— Begin —

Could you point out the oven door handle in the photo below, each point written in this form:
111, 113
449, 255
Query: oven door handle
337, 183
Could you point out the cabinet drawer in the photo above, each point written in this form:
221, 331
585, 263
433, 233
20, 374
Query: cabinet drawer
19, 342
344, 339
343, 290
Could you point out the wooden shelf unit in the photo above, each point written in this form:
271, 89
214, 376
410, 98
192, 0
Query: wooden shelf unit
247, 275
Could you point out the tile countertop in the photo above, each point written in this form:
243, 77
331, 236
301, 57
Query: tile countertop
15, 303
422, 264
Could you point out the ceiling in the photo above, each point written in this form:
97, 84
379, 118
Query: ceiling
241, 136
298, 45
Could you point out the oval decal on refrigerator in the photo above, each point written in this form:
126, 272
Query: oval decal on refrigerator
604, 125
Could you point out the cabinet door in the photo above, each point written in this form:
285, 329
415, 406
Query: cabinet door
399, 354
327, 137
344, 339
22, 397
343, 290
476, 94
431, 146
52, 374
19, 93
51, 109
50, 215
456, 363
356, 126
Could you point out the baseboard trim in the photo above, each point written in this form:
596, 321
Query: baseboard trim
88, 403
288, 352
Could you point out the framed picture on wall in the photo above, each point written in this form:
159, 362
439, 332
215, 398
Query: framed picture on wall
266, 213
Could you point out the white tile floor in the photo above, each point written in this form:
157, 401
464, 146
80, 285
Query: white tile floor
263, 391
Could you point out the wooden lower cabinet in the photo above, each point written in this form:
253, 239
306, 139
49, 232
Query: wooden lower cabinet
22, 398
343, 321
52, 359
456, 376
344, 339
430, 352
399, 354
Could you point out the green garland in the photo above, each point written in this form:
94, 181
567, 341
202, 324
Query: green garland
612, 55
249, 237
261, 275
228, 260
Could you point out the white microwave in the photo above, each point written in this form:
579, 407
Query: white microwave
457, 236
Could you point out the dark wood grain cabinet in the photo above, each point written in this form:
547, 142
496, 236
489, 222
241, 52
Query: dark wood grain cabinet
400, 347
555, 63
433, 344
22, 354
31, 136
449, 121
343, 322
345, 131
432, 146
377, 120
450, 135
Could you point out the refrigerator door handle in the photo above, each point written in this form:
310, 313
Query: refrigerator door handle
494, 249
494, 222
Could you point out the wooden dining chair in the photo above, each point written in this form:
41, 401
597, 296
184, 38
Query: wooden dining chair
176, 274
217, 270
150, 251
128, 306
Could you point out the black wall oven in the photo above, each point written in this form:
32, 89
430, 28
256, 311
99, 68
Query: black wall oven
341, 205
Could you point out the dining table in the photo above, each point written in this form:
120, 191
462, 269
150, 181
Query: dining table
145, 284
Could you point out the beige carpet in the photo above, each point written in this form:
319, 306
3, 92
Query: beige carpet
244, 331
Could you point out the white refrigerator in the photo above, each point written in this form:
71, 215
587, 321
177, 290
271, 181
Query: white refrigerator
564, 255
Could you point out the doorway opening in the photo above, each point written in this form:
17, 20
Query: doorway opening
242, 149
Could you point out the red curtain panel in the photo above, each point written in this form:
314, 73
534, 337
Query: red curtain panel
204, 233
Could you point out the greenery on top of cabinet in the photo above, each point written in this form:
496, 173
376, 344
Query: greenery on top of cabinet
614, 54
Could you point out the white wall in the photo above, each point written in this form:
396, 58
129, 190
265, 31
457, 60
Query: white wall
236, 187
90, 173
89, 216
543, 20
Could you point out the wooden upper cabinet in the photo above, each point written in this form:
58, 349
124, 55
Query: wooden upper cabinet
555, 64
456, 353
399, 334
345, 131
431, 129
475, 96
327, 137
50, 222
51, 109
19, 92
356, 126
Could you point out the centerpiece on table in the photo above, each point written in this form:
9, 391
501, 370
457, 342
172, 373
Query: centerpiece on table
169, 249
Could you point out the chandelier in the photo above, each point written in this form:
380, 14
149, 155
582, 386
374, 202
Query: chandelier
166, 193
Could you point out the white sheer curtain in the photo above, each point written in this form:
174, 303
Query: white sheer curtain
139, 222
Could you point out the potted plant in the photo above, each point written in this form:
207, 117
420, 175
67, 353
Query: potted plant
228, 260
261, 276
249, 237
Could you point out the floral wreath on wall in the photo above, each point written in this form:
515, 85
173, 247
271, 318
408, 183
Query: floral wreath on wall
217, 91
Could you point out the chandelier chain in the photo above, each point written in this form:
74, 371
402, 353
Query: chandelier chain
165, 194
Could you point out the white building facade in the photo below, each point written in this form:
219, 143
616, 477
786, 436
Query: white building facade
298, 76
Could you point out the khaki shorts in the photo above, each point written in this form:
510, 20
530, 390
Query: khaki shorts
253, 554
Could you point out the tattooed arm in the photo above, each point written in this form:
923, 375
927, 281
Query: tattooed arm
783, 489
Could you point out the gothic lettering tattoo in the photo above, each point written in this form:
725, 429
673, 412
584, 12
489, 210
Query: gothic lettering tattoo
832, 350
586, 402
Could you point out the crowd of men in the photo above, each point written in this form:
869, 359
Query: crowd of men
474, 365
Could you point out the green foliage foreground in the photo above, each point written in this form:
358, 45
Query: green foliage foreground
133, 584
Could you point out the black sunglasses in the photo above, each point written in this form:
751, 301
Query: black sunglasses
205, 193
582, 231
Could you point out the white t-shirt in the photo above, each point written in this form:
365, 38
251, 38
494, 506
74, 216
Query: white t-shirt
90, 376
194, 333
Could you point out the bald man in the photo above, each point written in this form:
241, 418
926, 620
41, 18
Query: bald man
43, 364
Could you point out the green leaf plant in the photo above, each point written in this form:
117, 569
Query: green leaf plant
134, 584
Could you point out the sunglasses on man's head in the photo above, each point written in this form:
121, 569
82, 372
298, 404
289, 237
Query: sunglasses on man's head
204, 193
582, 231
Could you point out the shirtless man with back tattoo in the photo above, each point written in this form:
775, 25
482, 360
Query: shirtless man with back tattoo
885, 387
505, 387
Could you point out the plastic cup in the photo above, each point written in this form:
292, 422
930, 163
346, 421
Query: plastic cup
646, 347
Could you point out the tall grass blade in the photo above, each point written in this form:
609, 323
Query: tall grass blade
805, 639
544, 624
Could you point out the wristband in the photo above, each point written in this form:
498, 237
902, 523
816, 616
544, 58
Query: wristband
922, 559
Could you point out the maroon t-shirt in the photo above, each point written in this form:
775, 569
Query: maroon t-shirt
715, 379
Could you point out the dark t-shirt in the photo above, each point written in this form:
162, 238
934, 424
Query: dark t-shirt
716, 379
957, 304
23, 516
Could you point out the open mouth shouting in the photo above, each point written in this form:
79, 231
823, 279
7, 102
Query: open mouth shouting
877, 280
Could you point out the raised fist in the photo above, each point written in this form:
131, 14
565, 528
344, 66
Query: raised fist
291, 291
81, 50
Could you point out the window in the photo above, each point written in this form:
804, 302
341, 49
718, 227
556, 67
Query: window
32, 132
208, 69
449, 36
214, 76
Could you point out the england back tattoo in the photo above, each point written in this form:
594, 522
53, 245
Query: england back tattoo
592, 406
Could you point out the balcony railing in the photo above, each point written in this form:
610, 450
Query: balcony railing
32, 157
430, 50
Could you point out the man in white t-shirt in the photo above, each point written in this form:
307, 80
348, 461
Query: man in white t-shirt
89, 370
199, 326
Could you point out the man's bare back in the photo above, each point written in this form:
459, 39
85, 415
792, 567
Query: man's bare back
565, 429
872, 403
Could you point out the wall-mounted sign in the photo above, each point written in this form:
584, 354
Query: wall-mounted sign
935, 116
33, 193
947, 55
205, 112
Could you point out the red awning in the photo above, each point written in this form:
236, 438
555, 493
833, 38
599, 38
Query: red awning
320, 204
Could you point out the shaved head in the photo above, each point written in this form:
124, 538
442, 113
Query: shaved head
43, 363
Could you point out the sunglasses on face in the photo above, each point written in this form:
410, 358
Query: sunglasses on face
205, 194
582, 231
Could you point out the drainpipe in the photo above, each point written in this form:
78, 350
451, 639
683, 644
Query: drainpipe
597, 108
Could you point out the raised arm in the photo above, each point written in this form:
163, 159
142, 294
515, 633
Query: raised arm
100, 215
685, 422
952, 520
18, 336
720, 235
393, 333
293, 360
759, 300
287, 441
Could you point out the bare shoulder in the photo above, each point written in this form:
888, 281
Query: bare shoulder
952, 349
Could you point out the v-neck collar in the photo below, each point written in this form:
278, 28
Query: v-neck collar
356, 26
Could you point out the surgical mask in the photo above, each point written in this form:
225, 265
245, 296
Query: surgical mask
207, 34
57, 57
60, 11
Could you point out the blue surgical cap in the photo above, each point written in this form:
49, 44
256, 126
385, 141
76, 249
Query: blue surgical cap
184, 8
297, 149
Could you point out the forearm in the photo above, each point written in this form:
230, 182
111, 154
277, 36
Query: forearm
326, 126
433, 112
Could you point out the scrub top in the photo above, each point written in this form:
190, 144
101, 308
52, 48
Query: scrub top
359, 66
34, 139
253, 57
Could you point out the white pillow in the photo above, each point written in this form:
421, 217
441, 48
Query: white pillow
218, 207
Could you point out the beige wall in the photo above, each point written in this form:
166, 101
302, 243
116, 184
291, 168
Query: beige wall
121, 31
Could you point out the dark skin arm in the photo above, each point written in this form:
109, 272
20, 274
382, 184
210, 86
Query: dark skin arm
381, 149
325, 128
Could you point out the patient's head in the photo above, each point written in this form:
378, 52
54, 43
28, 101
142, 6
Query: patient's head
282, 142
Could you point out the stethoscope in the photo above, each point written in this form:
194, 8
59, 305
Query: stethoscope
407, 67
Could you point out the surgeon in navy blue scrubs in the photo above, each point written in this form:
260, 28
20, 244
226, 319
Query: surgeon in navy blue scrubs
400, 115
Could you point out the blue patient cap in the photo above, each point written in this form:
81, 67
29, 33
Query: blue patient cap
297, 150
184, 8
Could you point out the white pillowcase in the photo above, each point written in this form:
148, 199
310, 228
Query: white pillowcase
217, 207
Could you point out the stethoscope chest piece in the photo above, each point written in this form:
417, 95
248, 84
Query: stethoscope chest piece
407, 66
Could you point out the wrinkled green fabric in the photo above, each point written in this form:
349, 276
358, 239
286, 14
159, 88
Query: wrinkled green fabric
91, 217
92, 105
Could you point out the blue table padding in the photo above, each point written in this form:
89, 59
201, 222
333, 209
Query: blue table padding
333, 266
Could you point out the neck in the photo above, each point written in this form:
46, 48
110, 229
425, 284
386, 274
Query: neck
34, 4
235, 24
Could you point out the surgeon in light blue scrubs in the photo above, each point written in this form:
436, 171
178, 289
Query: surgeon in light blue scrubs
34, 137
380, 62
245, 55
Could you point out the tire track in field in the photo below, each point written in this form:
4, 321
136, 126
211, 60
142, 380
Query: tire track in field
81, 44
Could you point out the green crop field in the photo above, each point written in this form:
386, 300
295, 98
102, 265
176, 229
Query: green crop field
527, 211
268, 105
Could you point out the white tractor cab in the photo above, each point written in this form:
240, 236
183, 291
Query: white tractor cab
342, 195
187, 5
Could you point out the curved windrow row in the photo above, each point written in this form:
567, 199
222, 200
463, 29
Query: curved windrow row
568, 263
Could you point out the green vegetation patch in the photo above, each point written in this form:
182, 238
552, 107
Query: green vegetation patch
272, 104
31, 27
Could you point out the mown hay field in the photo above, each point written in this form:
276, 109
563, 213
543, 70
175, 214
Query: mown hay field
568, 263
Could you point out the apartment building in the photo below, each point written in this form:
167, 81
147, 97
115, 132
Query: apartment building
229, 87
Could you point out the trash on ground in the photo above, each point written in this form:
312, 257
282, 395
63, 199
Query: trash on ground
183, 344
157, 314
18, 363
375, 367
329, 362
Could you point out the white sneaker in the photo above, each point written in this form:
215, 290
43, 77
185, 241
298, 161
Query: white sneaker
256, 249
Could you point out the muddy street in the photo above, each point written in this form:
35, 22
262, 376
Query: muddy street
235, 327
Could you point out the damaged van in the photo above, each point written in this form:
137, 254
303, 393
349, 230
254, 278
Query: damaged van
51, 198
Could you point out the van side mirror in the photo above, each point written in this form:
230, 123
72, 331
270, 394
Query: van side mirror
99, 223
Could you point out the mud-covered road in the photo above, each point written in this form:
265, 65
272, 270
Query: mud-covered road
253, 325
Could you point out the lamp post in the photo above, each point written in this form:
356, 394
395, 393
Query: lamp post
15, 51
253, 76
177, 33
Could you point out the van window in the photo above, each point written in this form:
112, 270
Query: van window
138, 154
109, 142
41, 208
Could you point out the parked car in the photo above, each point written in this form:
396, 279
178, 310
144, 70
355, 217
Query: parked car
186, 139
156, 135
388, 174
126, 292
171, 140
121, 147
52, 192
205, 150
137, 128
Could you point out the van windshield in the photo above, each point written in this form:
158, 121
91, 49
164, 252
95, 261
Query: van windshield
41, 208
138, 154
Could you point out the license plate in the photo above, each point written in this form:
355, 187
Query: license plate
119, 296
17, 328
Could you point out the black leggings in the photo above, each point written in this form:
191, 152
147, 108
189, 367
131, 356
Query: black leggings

— End —

Problem details: Extract, unchanged, the closing run of lines that opens with the line containing "Could you point out the van windshield" and ends with the last line.

Exercise answer:
Could you point out the van windshield in the photo above, each point written in this form:
158, 121
91, 49
164, 252
95, 261
Query: van windshield
41, 208
138, 154
Could you point out the license plate in the photo above, each point written in this form:
355, 187
Query: license plate
119, 296
17, 328
Could you point out the black leggings in the photo above, each point written in this form:
191, 152
147, 108
189, 367
131, 356
Query: black leggings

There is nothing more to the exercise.